Trecho para leitura:

+===+

Em poucas palavras, o bispo da Universal define-as assim:
“Muitas pessoas estão hoje nas mãos dos espíritos demoníacos devido à impaciência. (…) Quiseram a solução rápida, a resposta imediata; não se preocuparam com o meio correto para alcançá-las. Conclusão: acabaram perturbadas, doentes e endemoninhadas. É aí que entra a umbanda, quimbanda, candomblé (…), que são os principais canais de atuação dos demônios, principalmente em nossa pátria. Os "trabalhos" e "despachos" são exigências dos demônios e podem ser os mais variados possíveis, indo de comidas e bebidas até os mais diversos presentes. (…) Todos os trabalhos e despachos têm uma única finalidade: satisfazer ao "santo" para conseguir favores, a curto prazo. É feito um negócio entre a pessoa e o demônio.”

+===+

Dados fornecidos:
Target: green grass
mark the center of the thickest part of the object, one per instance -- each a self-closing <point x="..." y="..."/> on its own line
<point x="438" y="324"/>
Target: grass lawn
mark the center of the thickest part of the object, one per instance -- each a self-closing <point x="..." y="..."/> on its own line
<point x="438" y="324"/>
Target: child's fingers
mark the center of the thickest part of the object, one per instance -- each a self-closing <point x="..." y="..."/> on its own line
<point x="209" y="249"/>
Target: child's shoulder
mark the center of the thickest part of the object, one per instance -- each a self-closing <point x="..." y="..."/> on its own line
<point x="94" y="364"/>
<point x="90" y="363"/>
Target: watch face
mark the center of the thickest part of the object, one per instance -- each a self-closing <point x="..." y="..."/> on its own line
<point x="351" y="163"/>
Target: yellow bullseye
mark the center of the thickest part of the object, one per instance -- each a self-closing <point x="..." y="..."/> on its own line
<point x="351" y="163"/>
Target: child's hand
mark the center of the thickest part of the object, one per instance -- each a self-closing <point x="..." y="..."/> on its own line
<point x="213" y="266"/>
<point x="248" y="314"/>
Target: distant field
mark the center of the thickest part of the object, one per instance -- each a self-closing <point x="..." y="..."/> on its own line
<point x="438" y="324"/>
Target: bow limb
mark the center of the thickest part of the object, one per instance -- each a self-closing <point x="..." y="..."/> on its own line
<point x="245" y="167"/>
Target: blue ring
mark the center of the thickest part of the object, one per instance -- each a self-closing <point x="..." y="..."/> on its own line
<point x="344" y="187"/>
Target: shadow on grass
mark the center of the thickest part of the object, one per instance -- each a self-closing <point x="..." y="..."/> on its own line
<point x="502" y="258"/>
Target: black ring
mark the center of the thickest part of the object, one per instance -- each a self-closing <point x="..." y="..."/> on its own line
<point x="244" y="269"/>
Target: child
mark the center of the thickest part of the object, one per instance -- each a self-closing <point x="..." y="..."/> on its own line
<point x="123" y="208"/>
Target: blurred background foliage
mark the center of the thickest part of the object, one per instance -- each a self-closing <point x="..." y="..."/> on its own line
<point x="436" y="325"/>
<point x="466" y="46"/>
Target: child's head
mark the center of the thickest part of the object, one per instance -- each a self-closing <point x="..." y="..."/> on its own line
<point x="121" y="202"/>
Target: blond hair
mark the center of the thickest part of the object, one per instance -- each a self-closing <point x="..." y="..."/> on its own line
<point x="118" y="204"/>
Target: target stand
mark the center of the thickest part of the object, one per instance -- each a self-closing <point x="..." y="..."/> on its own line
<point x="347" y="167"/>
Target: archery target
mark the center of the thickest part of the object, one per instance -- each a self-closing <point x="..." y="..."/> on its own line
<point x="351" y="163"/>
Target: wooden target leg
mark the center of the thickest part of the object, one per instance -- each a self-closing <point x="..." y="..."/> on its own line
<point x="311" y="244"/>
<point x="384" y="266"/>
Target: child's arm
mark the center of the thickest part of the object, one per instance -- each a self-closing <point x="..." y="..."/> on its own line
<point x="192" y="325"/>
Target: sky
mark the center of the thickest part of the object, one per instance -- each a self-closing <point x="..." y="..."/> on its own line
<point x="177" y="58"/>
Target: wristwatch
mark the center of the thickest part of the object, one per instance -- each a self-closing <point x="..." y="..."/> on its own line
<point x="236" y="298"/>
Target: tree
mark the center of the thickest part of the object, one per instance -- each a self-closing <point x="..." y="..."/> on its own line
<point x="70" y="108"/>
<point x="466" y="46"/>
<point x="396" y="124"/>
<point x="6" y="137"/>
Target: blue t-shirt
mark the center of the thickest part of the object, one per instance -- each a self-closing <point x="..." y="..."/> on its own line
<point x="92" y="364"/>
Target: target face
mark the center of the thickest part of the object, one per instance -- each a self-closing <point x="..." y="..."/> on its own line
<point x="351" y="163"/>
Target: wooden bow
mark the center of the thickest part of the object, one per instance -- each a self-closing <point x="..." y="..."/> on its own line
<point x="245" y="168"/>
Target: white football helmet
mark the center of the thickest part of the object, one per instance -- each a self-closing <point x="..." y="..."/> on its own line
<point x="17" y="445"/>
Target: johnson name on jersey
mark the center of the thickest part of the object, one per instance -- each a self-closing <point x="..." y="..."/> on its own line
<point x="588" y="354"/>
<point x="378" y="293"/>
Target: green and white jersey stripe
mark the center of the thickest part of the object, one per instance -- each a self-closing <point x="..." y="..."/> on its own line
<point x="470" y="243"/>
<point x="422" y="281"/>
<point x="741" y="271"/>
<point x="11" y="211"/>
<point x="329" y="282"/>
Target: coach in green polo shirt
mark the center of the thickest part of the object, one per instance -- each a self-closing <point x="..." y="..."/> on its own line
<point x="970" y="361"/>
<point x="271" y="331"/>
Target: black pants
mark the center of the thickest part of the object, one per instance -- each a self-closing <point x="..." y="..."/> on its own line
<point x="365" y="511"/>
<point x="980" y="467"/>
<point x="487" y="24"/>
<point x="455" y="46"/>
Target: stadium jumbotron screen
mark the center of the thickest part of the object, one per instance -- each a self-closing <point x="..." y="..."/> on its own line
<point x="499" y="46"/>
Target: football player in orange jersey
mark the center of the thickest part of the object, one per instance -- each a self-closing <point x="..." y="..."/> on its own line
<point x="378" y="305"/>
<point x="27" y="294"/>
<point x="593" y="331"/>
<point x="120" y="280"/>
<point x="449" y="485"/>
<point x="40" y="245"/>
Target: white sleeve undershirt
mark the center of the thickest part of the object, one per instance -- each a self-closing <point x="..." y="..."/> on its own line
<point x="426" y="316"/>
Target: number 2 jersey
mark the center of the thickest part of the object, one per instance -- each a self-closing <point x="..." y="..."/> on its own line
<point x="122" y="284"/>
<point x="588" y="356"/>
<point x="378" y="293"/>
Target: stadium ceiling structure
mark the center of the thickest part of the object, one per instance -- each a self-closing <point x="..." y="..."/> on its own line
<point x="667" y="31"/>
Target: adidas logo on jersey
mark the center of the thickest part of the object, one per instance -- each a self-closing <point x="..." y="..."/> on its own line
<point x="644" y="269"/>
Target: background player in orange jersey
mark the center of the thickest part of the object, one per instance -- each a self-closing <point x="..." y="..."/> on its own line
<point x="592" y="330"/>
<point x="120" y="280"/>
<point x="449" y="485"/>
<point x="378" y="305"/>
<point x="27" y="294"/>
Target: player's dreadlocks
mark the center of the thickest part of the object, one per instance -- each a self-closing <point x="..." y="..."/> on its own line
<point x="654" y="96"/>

+===+

Instruções de trabalho:
a) Resuma em duas frases o trecho sobre trabalhos e despachos.
b) Liste os estados em que, conforme o trecho sobre trabalhos e despachos, acabaram as pessoas impacientes.
c) Dê seguimento ao trecho sobre trabalhos e despachos a partir da última frase apresentada.
A listagem é um material independente do trecho sobre trabalhos e despachos.

Respostas por item:
a) Segundo o bispo da Universal, muitas pessoas estão nas mãos de espíritos demoníacos por impaciência, pois quiseram uma solução rápida sem se preocupar com o meio correto, e acabaram perturbadas, doentes e endemoninhadas. Ele afirma que umbanda, quimbanda e candomblé são os principais canais de atuação dos demônios e que os trabalhos e despachos, exigidos por eles, têm como única finalidade satisfazer ao "santo" para conseguir favores a curto prazo, num negócio entre a pessoa e o demônio.

b) perturbadas, doentes, endemoninhadas

c)
Segundo a crença umbandista, os orixás interferem na nossa vida, por isso os rituais são feitos especialmente para homenageá-los. As oferendas oferecidas a eles são os despachos feitos em locais que imaginam que os orixás possam estar. Exemplo: as oferendas oferecidas a Iemanjá – por ela ser uma divindade das águas salgadas – são feitas no mar ou nas praias.

Ao longo de seu livro, Macedo descreve sua igreja como o lugar perfeito para manter-se em contato com Deus, reduz as praticas umbandistas e esotéricas a atividades satânicas cujo único intuito é causar o mal.

Vale lembrar que o homem que tanto prega a Deus, o que mais vem demonstrando, ao longo de sua carreira, é o desrespeito às demais religiões.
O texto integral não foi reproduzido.